(The data)

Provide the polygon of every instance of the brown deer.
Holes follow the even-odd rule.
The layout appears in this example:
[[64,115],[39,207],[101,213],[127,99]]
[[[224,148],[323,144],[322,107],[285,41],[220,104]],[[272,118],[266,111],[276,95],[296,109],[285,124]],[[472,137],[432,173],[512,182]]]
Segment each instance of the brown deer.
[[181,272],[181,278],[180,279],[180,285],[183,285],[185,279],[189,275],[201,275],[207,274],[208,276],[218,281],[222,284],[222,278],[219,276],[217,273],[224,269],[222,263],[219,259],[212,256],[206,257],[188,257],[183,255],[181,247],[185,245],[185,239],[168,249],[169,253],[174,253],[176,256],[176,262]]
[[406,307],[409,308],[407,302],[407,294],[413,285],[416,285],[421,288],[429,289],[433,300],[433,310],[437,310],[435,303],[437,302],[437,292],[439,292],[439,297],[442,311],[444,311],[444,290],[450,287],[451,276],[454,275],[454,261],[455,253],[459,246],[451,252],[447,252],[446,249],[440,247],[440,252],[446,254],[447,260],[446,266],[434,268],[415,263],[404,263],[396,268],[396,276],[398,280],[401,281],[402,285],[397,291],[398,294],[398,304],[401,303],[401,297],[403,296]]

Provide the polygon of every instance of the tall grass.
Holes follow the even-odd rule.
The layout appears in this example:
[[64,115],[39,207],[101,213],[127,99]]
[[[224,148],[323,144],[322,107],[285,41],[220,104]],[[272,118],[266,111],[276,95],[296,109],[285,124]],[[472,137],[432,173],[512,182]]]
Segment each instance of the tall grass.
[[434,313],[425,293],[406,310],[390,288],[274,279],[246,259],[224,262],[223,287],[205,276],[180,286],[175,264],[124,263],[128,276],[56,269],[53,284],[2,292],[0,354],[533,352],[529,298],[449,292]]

(What is required)
Please write out every line of the listing above as a JSON list of strings, one string per line, leaving out blank lines.

(Solution to the problem)
[
  "Provide the polygon of every instance of the brown deer.",
  "Holes follow the even-odd rule.",
  "The layout appears in this example:",
  "[[64,115],[39,207],[101,213],[127,99]]",
  "[[[224,148],[323,144],[322,107],[285,41],[220,104]],[[272,118],[266,111],[276,95],[296,109],[285,124]],[[472,137],[432,173],[512,182]]]",
  "Segment each instance of the brown deer.",
  "[[181,272],[181,278],[180,279],[180,285],[183,285],[185,279],[189,275],[201,275],[207,274],[208,276],[218,281],[222,284],[222,278],[219,276],[217,273],[224,269],[222,263],[219,259],[212,256],[206,257],[188,257],[183,255],[181,247],[185,245],[185,239],[168,249],[169,253],[174,253],[176,256],[176,262]]",
  "[[406,307],[409,308],[407,302],[407,294],[413,285],[416,285],[421,288],[429,289],[433,300],[433,310],[437,310],[435,303],[437,302],[437,292],[439,292],[439,297],[442,311],[444,311],[444,290],[450,287],[451,276],[454,275],[454,261],[455,253],[459,246],[451,252],[447,252],[446,249],[440,247],[440,252],[446,254],[447,260],[446,266],[434,268],[415,263],[404,263],[396,268],[396,276],[398,280],[401,281],[402,285],[397,291],[398,294],[398,304],[401,303],[401,297],[403,296]]",
  "Provide the polygon of every instance of the tall grass.",
  "Holes follow the even-odd rule.",
  "The layout appears in this example:",
  "[[64,115],[39,207],[101,213],[127,99]]",
  "[[[224,148],[323,144],[322,107],[285,41],[220,104]],[[272,118],[266,111],[276,95],[296,109],[285,124]],[[472,137],[432,173],[512,182]]]",
  "Segment each instance of the tall grass.",
  "[[434,313],[425,293],[406,310],[390,288],[274,279],[246,259],[224,262],[223,287],[205,276],[180,286],[175,264],[124,263],[128,276],[56,269],[53,284],[2,292],[0,354],[533,352],[529,298],[449,292]]"
]